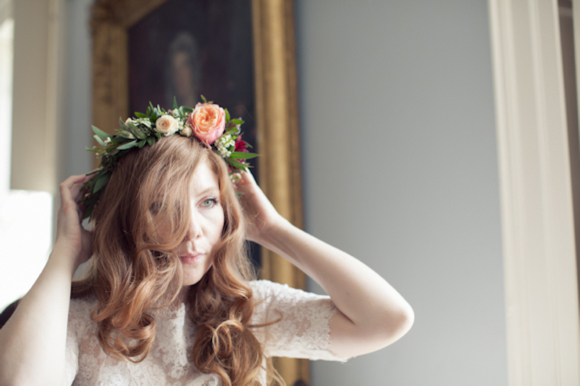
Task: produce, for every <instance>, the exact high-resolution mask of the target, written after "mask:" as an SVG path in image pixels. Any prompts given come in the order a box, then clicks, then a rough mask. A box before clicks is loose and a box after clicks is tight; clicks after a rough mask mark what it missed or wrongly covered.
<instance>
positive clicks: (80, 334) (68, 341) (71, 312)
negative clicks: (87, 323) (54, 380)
mask: <svg viewBox="0 0 580 386" xmlns="http://www.w3.org/2000/svg"><path fill="white" fill-rule="evenodd" d="M90 312H91V304H90V302H88V301H86V300H84V299H71V301H70V308H69V314H68V326H67V337H66V353H65V355H66V368H65V371H66V378H67V384H68V385H72V384H73V382H74V379H75V377H76V375H77V373H78V367H79V363H78V358H79V346H80V342H81V337H82V336H83V335H84V333H85V331H86V329H87V326H88V324H87V322H88V320H89V319H90Z"/></svg>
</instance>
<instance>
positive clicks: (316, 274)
mask: <svg viewBox="0 0 580 386" xmlns="http://www.w3.org/2000/svg"><path fill="white" fill-rule="evenodd" d="M260 243H261V244H262V245H264V246H265V247H267V248H269V249H271V250H273V251H274V252H276V253H279V254H280V255H282V256H284V257H285V258H287V259H288V260H289V261H290V262H292V263H293V264H294V265H296V266H297V267H298V268H299V269H301V270H302V271H303V272H304V273H306V274H307V275H308V276H310V277H311V278H312V279H314V280H315V281H316V282H317V283H318V284H320V286H321V287H322V288H323V289H324V290H325V291H326V292H327V293H328V295H330V297H331V298H332V300H333V302H334V303H335V305H336V306H337V308H338V309H339V310H340V311H341V312H342V313H343V314H344V315H345V316H346V317H347V318H348V319H349V320H350V321H351V322H352V323H353V324H354V325H355V326H356V328H357V329H359V330H360V331H364V332H366V333H367V334H369V335H372V334H377V335H382V336H385V335H389V336H396V335H398V334H400V333H401V331H402V330H405V331H406V330H408V328H410V324H412V323H413V317H414V316H413V310H412V308H411V307H410V305H409V304H408V303H407V302H406V301H405V299H403V297H402V296H401V295H400V294H399V293H398V292H397V291H396V290H395V289H394V288H393V287H392V286H391V285H390V284H389V283H387V282H386V281H385V280H384V279H383V278H382V277H381V276H380V275H379V274H377V273H376V272H375V271H373V270H372V269H371V268H369V267H368V266H367V265H365V264H364V263H362V262H361V261H359V260H357V259H356V258H354V257H352V256H350V255H349V254H347V253H345V252H343V251H341V250H339V249H337V248H335V247H333V246H331V245H329V244H326V243H324V242H323V241H321V240H318V239H317V238H315V237H314V236H312V235H309V234H308V233H306V232H304V231H302V230H300V229H298V228H296V227H294V226H293V225H292V224H290V223H289V222H288V221H286V220H281V221H278V222H277V223H276V225H274V226H272V227H271V228H270V230H269V231H268V232H266V234H265V235H263V237H262V238H261V240H260ZM403 333H404V332H403Z"/></svg>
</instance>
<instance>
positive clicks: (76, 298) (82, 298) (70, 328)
mask: <svg viewBox="0 0 580 386" xmlns="http://www.w3.org/2000/svg"><path fill="white" fill-rule="evenodd" d="M96 305H97V299H96V298H95V297H94V296H92V295H87V296H82V297H77V298H72V299H71V300H70V305H69V312H68V329H69V330H72V331H84V330H86V328H87V327H89V326H90V325H92V324H93V323H94V322H93V321H92V320H91V311H92V310H93V309H94V308H95V306H96Z"/></svg>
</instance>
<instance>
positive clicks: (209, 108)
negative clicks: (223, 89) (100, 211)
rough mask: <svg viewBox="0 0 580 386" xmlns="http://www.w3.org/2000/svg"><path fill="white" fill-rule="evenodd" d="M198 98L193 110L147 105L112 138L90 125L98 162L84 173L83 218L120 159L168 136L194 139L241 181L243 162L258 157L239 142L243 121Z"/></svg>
mask: <svg viewBox="0 0 580 386" xmlns="http://www.w3.org/2000/svg"><path fill="white" fill-rule="evenodd" d="M201 98H202V100H203V103H198V104H197V105H196V106H195V108H193V109H192V108H189V107H183V106H181V107H178V106H177V101H176V100H175V99H174V100H173V109H171V110H167V111H166V110H164V109H162V108H161V107H159V105H157V107H154V106H153V104H152V103H151V102H149V107H147V110H146V111H145V114H143V113H135V117H134V118H128V119H127V120H126V121H125V122H123V120H122V119H121V120H120V123H121V128H120V129H117V131H116V132H115V134H113V135H109V134H107V133H105V132H104V131H102V130H100V129H99V128H97V127H95V126H92V128H93V132H94V133H95V135H94V138H95V140H96V141H97V145H96V146H94V147H92V148H87V150H88V151H90V152H93V153H96V155H97V157H100V158H101V163H100V165H99V167H98V168H97V169H96V170H94V171H92V172H91V173H88V174H87V176H90V175H93V174H94V175H95V176H94V177H93V178H92V179H90V180H89V181H87V182H86V183H85V185H84V194H83V196H82V199H81V205H82V208H83V219H85V218H87V217H88V218H90V217H91V216H92V214H93V209H94V208H95V205H96V204H97V202H98V201H99V198H100V196H101V193H102V192H103V188H104V187H105V186H106V185H107V183H108V182H109V178H110V177H111V174H112V172H113V169H114V168H115V165H116V164H117V162H118V160H119V158H121V157H123V156H124V155H125V154H127V153H128V152H129V151H130V150H131V149H135V148H138V149H140V148H142V147H143V146H152V145H153V144H155V142H157V141H158V140H160V139H161V138H163V137H168V136H170V135H174V134H179V135H181V136H183V137H192V136H193V137H194V138H196V139H197V140H198V141H199V142H201V143H202V144H203V145H204V146H206V147H207V148H209V149H212V150H213V151H215V152H216V153H217V154H219V155H220V156H221V157H222V158H223V159H224V160H225V161H226V162H227V163H228V165H229V166H230V177H231V178H232V179H233V180H236V179H239V178H241V176H240V173H239V172H240V171H247V169H248V167H249V166H250V165H249V164H248V163H247V161H246V160H247V159H250V158H254V157H257V156H258V154H255V153H249V152H248V150H247V148H248V147H250V145H249V144H248V143H247V142H245V141H243V140H242V133H241V130H240V126H241V125H242V124H243V123H244V121H243V120H241V119H240V118H237V119H231V118H230V113H229V112H228V110H227V109H224V108H221V107H220V106H218V105H217V104H214V103H213V102H211V101H210V102H208V101H207V100H206V99H205V98H204V96H203V95H202V96H201Z"/></svg>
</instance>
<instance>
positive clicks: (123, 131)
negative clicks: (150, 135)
mask: <svg viewBox="0 0 580 386" xmlns="http://www.w3.org/2000/svg"><path fill="white" fill-rule="evenodd" d="M117 134H119V137H122V138H127V139H135V136H134V135H133V134H131V133H130V132H128V131H127V130H119V131H118V132H117ZM113 140H114V138H113Z"/></svg>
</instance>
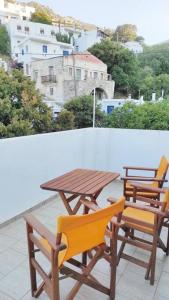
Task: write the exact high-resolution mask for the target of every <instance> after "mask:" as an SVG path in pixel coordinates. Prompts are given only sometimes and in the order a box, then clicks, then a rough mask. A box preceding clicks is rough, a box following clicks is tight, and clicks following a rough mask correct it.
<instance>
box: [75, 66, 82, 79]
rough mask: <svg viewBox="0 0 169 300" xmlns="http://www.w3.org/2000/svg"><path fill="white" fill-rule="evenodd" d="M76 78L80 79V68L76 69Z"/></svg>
mask: <svg viewBox="0 0 169 300" xmlns="http://www.w3.org/2000/svg"><path fill="white" fill-rule="evenodd" d="M76 80H81V69H76Z"/></svg>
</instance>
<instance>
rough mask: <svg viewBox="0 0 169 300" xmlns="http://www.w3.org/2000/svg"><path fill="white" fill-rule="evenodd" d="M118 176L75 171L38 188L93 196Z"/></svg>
mask: <svg viewBox="0 0 169 300" xmlns="http://www.w3.org/2000/svg"><path fill="white" fill-rule="evenodd" d="M119 176H120V174H119V173H112V172H103V171H94V170H88V169H75V170H73V171H71V172H68V173H66V174H64V175H62V176H59V177H57V178H54V179H52V180H50V181H48V182H46V183H44V184H42V185H41V186H40V187H41V188H42V189H45V190H50V191H58V192H64V193H70V194H77V195H85V196H93V195H95V193H97V192H98V191H99V190H101V189H102V188H104V187H105V186H106V185H107V184H109V183H110V182H112V181H113V180H115V179H116V178H118V177H119Z"/></svg>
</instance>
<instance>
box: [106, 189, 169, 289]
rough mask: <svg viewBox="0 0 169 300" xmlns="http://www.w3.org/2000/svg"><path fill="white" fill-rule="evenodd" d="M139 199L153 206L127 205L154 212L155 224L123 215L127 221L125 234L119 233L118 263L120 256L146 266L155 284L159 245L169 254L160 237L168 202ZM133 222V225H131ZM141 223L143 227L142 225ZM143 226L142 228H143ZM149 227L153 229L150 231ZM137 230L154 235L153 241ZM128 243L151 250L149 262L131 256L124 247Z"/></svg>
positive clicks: (138, 196) (132, 224)
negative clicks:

- _AIM OF THE TASK_
Locate each line in the records that contains the word "target" and copy every such line in full.

- _EXERCISE ANSWER_
Task: produce, for every <instance>, the exact high-resolution mask of the target, written after "mask:" as an SVG path in image pixels. Any prompts given come in the order a box, then clicks, then a rough mask. A box before clicks is loose and a box after clicks is tight; clicks after a rough mask mark what it missed or wrongly covered.
Task: write the exact high-resolution mask for the target of every <instance> after "mask:" as an SVG path in pixel coordinates. Prompts are given only sometimes and in the order a box, then clicks, then a rough mask. A box preceding clicks is rough, a box following clicks is tight, and clicks following a rough mask correct it.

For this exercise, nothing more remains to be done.